In the records below, change "outline" to "polygon" wherever it occurs and leave every other line as it is.

> [Given data]:

## start

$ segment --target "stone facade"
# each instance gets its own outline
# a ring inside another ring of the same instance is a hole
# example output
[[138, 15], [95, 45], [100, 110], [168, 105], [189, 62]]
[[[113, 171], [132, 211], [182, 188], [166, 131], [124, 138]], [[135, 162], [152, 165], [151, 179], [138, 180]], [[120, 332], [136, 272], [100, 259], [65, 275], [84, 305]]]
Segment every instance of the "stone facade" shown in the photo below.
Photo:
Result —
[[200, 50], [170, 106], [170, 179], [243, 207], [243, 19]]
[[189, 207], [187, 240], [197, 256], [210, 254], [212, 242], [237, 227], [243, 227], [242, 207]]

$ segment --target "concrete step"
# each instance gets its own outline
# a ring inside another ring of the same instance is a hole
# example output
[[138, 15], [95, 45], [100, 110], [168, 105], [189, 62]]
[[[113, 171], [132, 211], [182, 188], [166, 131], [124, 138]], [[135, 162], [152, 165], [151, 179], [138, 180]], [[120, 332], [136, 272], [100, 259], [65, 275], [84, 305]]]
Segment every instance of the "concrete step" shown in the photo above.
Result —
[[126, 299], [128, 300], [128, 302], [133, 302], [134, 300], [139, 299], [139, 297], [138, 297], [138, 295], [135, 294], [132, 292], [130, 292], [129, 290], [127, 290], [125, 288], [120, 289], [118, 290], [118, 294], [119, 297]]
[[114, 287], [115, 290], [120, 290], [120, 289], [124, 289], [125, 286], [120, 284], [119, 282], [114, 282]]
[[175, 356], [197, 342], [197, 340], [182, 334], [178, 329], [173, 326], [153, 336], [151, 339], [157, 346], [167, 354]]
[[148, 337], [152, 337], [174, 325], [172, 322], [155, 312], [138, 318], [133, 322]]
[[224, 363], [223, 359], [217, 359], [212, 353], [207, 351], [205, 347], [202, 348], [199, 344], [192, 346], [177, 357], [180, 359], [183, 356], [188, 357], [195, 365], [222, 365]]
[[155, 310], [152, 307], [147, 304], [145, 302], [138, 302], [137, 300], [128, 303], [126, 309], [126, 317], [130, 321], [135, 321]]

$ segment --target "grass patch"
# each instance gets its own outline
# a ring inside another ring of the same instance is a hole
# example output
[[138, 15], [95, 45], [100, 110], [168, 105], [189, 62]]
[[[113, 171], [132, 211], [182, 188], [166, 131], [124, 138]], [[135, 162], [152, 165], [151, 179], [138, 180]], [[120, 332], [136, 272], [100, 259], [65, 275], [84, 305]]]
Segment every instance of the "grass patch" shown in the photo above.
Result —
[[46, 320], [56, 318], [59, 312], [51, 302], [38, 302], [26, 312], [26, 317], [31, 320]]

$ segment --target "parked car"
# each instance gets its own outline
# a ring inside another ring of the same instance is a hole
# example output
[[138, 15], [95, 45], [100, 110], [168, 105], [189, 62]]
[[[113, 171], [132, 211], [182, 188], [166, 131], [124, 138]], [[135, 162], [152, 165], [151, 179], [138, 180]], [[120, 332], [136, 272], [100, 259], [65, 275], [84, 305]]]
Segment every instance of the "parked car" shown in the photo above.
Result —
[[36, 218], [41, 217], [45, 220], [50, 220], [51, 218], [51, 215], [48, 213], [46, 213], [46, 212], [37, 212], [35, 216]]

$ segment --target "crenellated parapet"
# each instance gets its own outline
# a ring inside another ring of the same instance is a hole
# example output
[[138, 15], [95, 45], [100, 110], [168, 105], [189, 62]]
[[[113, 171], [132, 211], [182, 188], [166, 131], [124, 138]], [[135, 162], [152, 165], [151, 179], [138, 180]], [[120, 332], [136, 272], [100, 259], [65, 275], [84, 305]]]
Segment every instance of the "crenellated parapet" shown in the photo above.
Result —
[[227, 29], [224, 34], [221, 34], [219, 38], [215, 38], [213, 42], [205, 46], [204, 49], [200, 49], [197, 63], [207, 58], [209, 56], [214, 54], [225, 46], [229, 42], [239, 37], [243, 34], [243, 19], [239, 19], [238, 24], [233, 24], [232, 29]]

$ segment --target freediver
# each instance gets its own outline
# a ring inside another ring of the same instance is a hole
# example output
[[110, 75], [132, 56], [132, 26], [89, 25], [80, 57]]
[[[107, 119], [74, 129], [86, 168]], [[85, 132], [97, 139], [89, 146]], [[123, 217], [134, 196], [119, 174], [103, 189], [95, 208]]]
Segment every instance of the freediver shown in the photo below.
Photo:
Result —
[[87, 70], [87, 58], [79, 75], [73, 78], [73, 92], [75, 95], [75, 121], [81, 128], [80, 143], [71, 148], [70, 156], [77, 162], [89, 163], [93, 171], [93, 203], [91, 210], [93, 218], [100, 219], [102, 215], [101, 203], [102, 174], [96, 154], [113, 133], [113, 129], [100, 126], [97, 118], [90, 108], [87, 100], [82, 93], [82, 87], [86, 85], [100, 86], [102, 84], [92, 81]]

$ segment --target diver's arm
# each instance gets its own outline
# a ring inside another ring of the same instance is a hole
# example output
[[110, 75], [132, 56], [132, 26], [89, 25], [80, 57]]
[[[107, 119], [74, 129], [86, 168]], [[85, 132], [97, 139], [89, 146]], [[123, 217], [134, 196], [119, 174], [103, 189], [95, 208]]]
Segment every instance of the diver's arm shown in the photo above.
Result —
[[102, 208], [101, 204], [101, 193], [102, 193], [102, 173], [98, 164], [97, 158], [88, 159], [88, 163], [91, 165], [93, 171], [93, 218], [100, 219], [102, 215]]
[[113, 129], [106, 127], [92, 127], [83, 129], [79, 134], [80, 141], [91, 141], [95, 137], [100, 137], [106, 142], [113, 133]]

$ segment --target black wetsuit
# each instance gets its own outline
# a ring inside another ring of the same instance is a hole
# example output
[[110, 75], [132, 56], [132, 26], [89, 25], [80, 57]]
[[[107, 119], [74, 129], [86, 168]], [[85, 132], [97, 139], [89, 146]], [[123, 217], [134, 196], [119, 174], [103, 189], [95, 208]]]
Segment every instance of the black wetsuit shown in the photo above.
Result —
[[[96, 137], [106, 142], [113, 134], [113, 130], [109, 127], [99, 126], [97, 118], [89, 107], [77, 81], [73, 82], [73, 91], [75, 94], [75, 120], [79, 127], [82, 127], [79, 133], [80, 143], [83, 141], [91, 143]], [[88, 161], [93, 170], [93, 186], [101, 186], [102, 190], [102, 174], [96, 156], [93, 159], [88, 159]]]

## end

> [Written response]:
$ segment --target "stone facade"
# each instance gets its own polygon
# a ring inside another ring of the same instance is a hole
# example output
[[138, 15], [95, 45], [100, 110], [168, 105], [189, 62]]
[[[113, 171], [132, 211], [182, 188], [166, 131], [124, 138]], [[135, 162], [152, 165], [151, 179], [138, 180]], [[120, 332], [136, 272], [100, 259], [65, 275], [84, 305]]]
Segment every instance of the "stone facade" shown in the photo below.
Photo:
Result —
[[200, 50], [170, 106], [170, 179], [243, 207], [243, 19]]
[[189, 207], [187, 240], [197, 256], [210, 254], [212, 242], [237, 227], [243, 227], [242, 207]]

$ segment --target "concrete step"
# each instance gets its own polygon
# a ring inside another ring of the same instance is a hole
# example output
[[138, 15], [95, 45], [100, 110], [168, 105], [189, 62]]
[[[113, 171], [132, 211], [182, 188], [166, 131], [124, 138]], [[135, 162], [152, 165], [151, 179], [138, 180]], [[120, 332], [136, 272], [100, 259], [65, 275], [84, 305]]]
Segment every instance of the "concrete step" shown in the photo above.
Result —
[[126, 299], [128, 300], [128, 302], [133, 302], [134, 300], [139, 299], [139, 297], [138, 297], [138, 295], [135, 294], [132, 292], [130, 292], [129, 290], [127, 290], [125, 288], [120, 289], [118, 290], [118, 294], [119, 297]]
[[114, 287], [115, 290], [120, 290], [120, 289], [124, 289], [125, 286], [120, 284], [119, 282], [114, 282]]
[[175, 356], [197, 342], [197, 340], [182, 334], [178, 329], [173, 326], [153, 336], [151, 339], [157, 346], [167, 354]]
[[148, 337], [152, 337], [174, 325], [172, 322], [155, 312], [138, 318], [133, 322]]
[[224, 363], [223, 359], [217, 359], [212, 353], [207, 351], [205, 347], [202, 348], [199, 344], [192, 346], [177, 357], [180, 359], [183, 356], [188, 357], [195, 365], [222, 365]]
[[155, 310], [152, 307], [147, 304], [145, 302], [138, 302], [137, 300], [128, 303], [126, 309], [126, 317], [130, 321], [135, 321]]

$ segment --target "grass patch"
# each instance gets its own polygon
# a ring inside another ring of the same instance is a hole
# example output
[[138, 15], [95, 45], [100, 110], [168, 105], [189, 62]]
[[[113, 171], [132, 211], [182, 188], [166, 131], [124, 138]], [[135, 162], [152, 165], [151, 179], [138, 180]], [[120, 332], [136, 272], [100, 259], [65, 275], [84, 305]]]
Segment every instance of the "grass patch" shown in the photo above.
Result —
[[46, 320], [56, 318], [59, 312], [51, 302], [38, 302], [26, 312], [26, 317], [31, 320]]

$ segment --target "parked car"
# each instance gets its own polygon
# a ring inside another ring of the same instance is a hole
# example output
[[138, 15], [95, 45], [100, 110], [168, 105], [189, 62]]
[[[113, 171], [132, 211], [182, 188], [166, 131], [124, 138]], [[135, 162], [152, 165], [151, 179], [138, 180]], [[120, 332], [136, 272], [100, 259], [65, 275], [84, 305]]]
Segment every instance of the "parked car" shown in the photo above.
Result —
[[36, 218], [41, 217], [45, 220], [50, 220], [51, 218], [51, 215], [48, 213], [46, 213], [46, 212], [37, 212], [35, 216]]

$ segment --target "crenellated parapet"
# each instance gets its own polygon
# a ring inside another ring of the same instance is a hole
# example output
[[138, 15], [95, 45], [100, 110], [168, 105], [189, 62]]
[[[113, 171], [132, 211], [182, 188], [166, 131], [124, 138]], [[135, 162], [152, 165], [151, 179], [138, 180]], [[120, 332], [136, 272], [100, 259], [65, 275], [84, 305]]]
Segment every instance of the "crenellated parapet" shown in the photo above.
Result —
[[227, 29], [224, 34], [221, 34], [219, 38], [215, 38], [213, 42], [205, 46], [204, 49], [200, 49], [197, 63], [207, 58], [209, 56], [214, 54], [225, 46], [229, 42], [239, 37], [243, 34], [243, 19], [239, 19], [238, 24], [233, 24], [232, 29]]

$ segment --target freediver
# each instance gets its own polygon
# a ring inside another ring of the same instance is a hole
# example output
[[110, 75], [132, 56], [132, 26], [89, 25], [80, 57]]
[[[107, 119], [74, 129], [86, 168]], [[85, 132], [97, 139], [89, 146]], [[123, 217], [134, 196], [119, 174], [103, 189], [95, 208]]]
Segment every instance of the freediver shown in the photo below.
Photo:
Result —
[[87, 70], [87, 58], [79, 75], [73, 78], [73, 92], [75, 95], [75, 121], [81, 128], [80, 143], [71, 148], [70, 156], [77, 162], [89, 163], [93, 171], [93, 203], [91, 210], [93, 218], [100, 219], [102, 215], [101, 203], [102, 174], [96, 154], [113, 133], [113, 129], [100, 126], [97, 118], [90, 108], [87, 100], [82, 93], [82, 87], [86, 85], [100, 86], [102, 84], [92, 81]]

$ segment --target diver's arm
# each instance gets its own polygon
# a ring inside another ring of the same instance is a hole
# example output
[[110, 75], [132, 56], [132, 26], [89, 25], [80, 57]]
[[[107, 119], [74, 129], [86, 168]], [[85, 132], [97, 139], [89, 146]], [[123, 217], [134, 196], [119, 174], [103, 189], [95, 208]]]
Segment every instance of the diver's arm shown in the photo above.
Result —
[[102, 208], [101, 204], [101, 193], [102, 193], [102, 173], [98, 164], [97, 158], [88, 159], [88, 163], [91, 165], [93, 171], [93, 218], [100, 219], [102, 215]]
[[113, 129], [106, 127], [92, 127], [83, 129], [79, 134], [80, 141], [91, 141], [95, 137], [100, 137], [106, 142], [113, 133]]

$ segment --target black wetsuit
# each instance gets its own polygon
# a ring inside another ring of the same instance is a hole
# example output
[[110, 75], [132, 56], [132, 26], [89, 25], [80, 57]]
[[[107, 119], [74, 129], [86, 168]], [[85, 132], [97, 139], [89, 146]], [[123, 217], [134, 196], [119, 174], [103, 189], [95, 208]]]
Segment every instance of the black wetsuit shown in the photo above.
Result —
[[[96, 137], [106, 142], [113, 134], [113, 130], [109, 127], [99, 126], [97, 118], [89, 107], [77, 81], [73, 82], [73, 91], [75, 94], [75, 120], [79, 127], [82, 127], [79, 133], [80, 143], [83, 141], [91, 143]], [[88, 161], [93, 170], [93, 186], [101, 186], [102, 190], [102, 174], [96, 156], [93, 159], [88, 159]]]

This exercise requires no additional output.